Текст для чтения —
═══

Две памятные даты всероссийски любимых поэтов-воронежцев соседствуют: 3 октября исполнилось 190 лет со дня рождения Ивана Саввича Никитина (1824-1861), а 15 октября – 205 лет со дня рождения Алексея Васильевича Кольцова (1809-1842).
Эти поэты располагаются рядом не только во времени и географии, но и в наших сердцах, в русских антологиях поэзии, песен, романсов. Стихи И. Никитина и А. Кольцова, как и Н. Некрасова, А. Пушкина, М. Лермонтова, все еще передаются от поколения в поколение как предание, входят в кровь и плоть русского человека. Молодой поэт и публицист Ирина Ушакова, уроженка тверского поселка Оленино, в частной переписке вспоминает: «Мой дедушка говорил по утрам моему маленькому сыну кольцовское: “Что ты спишь, мужичок? Ведь весна на дворе…” И в том, что дед его так журил, была и отеческая забота, и нежность к чадам, и напоминание о том, что труд красит человека, облагораживает, вдохновляет, и доверие природе, которая в ответ не может не благоволить нам. И была еще в этих словах какая-то былинная сладкая грусть, что ведь это вечное: и мужичок, и весна. А всего-то две строчки, написанные почти двести лет назад».
Эта преемственная реплика важна и показательна, поскольку принадлежит человеку нового поколения. Вот, словно в нерасторжимой связке, слова молодой писательницы и о Никитине: «Первая моя книга – и сейчас любимая. Мне четыре года. Помню тепло от печи, свет от пяти окон в просторной бабушкиной горнице. В кухне зашумели разговоры. Это приехал мамин крестный, прошел в калитку, скользнув под яблоневую ветвь, поднялся на крыльцо, и вот в моих руках – его дорогой подарок, «стихи». Открываю наугад новенькую книгу и вижу рисунок: в калитку входит господин в черном цилиндре. Опираясь на трость, он оглядывает заросли сада перед домом и, наверное, слушает пение птиц. Я долго глядела на этого господина и на заросший сад – в тонкой брошюре Ивана Никитина, изданной в 1982 году. Это была иллюстрация к стихотворению “Первый гром прогремел”».

═══

Исходные записи

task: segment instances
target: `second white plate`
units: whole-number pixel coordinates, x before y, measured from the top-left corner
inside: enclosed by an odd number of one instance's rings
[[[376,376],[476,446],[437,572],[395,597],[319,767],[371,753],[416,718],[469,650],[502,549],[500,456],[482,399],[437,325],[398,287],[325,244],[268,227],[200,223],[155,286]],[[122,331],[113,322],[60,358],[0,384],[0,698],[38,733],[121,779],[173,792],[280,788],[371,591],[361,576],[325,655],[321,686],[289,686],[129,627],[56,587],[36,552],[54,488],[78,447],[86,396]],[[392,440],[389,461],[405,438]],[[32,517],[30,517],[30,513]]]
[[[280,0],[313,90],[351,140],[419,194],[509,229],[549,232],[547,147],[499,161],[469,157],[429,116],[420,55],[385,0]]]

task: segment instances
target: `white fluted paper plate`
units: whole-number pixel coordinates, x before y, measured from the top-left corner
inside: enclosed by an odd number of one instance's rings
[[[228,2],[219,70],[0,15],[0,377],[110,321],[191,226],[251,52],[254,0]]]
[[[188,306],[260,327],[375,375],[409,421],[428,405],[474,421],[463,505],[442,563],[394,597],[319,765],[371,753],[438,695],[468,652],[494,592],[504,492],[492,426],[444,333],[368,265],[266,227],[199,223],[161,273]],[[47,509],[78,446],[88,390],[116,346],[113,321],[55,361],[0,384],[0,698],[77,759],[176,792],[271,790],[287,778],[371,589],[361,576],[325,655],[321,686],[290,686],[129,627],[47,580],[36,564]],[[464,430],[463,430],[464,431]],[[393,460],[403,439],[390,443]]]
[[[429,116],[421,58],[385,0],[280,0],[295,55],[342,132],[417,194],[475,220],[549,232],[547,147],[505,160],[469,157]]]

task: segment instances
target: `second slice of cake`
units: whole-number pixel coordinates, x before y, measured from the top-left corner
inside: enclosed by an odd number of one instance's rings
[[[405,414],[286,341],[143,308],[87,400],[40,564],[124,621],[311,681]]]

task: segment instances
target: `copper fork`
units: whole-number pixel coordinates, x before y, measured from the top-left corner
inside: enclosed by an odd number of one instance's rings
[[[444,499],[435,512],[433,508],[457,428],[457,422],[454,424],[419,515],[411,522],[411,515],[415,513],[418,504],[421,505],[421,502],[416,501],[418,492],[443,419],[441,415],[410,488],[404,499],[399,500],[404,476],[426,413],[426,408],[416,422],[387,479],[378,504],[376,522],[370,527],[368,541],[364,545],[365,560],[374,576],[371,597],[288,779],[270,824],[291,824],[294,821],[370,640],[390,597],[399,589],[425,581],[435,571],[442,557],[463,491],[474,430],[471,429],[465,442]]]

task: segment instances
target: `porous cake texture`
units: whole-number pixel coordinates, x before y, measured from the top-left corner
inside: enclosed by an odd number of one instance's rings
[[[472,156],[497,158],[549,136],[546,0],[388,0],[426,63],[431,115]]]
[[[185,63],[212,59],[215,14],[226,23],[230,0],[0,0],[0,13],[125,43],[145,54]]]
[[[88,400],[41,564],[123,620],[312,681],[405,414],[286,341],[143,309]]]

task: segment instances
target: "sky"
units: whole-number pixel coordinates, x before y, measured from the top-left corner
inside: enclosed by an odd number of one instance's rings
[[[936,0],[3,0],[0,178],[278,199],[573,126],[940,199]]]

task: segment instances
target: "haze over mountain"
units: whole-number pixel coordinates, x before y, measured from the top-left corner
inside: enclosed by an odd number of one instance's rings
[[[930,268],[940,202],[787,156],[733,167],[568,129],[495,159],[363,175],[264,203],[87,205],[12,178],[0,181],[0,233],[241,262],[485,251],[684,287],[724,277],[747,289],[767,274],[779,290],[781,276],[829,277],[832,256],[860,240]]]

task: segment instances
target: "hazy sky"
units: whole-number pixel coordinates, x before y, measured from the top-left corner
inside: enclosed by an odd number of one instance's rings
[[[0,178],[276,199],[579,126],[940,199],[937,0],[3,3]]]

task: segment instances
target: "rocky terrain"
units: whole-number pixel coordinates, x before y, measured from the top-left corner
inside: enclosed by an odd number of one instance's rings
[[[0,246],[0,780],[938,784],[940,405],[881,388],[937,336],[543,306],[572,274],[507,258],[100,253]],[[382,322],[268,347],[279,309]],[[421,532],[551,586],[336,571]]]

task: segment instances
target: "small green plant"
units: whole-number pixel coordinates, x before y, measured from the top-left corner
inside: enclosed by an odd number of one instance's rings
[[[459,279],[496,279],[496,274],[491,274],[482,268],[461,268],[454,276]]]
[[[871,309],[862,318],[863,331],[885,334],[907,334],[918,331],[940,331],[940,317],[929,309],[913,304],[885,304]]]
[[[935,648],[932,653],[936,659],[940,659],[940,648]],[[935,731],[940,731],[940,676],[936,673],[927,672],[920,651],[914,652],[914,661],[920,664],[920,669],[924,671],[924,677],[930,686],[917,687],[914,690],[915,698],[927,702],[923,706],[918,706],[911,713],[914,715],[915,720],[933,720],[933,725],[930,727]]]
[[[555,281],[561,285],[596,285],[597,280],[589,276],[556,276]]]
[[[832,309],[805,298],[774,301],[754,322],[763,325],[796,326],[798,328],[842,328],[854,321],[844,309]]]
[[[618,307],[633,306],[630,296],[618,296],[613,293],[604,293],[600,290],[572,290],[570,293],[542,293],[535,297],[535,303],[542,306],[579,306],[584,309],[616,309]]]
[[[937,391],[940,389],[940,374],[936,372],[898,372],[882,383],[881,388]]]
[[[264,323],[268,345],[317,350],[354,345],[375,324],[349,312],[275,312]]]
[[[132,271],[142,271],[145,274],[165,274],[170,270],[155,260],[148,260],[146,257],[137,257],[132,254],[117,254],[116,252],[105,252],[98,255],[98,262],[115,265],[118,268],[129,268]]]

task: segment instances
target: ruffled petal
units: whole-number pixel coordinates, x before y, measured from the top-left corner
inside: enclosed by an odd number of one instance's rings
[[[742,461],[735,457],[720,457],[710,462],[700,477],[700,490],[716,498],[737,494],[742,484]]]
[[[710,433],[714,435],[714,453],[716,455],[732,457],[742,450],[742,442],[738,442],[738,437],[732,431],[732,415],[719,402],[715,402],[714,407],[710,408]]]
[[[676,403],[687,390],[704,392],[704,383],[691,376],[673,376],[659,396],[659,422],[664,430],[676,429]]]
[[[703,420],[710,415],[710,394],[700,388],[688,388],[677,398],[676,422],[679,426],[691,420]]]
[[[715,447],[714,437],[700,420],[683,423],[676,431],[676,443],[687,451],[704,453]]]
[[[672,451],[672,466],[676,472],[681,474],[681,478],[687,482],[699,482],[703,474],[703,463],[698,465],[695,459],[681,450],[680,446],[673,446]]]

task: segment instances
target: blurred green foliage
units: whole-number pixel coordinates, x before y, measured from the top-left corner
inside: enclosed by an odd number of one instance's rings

═══

Письменное задание 1 —
Найдите в записях все строки, где встречается слово "second", и перепишите каждую из них.
Письменное задание 2 —
Продолжите текст о Никитине и Кольцове, начав сразу после его последнего предложения.
Текст и записи никак не связаны между собой.

Итоговый ответ 1 —
target: `second white plate`
target: `second slice of cake`

Итоговый ответ 2 —
Напомним, что стихотворение заканчивается такими строками:
Стал уютней, светлей уголок мой теперь:
Этой кроткой семьи новоселье,
Может быть, после смут, и борьбы, и потерь
Предвещает мне мир и веселье!
Написано словно для нас, сегодняшних, живущих в грозовые времена. А какие времена в России – не грозовые?
И.С. Никитин в 1859 г. напишет из Воронежа в письме Н.И. Второву: «Где это золотое время, когда, бывало, при закате солнца мы бродим с Вами по полям, говорим о том, что облагораживает душу; между тем в синеве звучит над нами веселая песня жаворонка, тучки горят в огне, поле застилается туманом, рожь засыпает, и запах созревающего колоса разливается в свежем вечернем воздухе... Невозвратное время! Теперь уже не с кем побродить мне по полям».
Никитин – поэт провинциального простонародья, сочинивший песню, которую знала вся Россия, и русское сердце до сих пор отзывается ей: «Ехал из ярмарки ухарь-купец…».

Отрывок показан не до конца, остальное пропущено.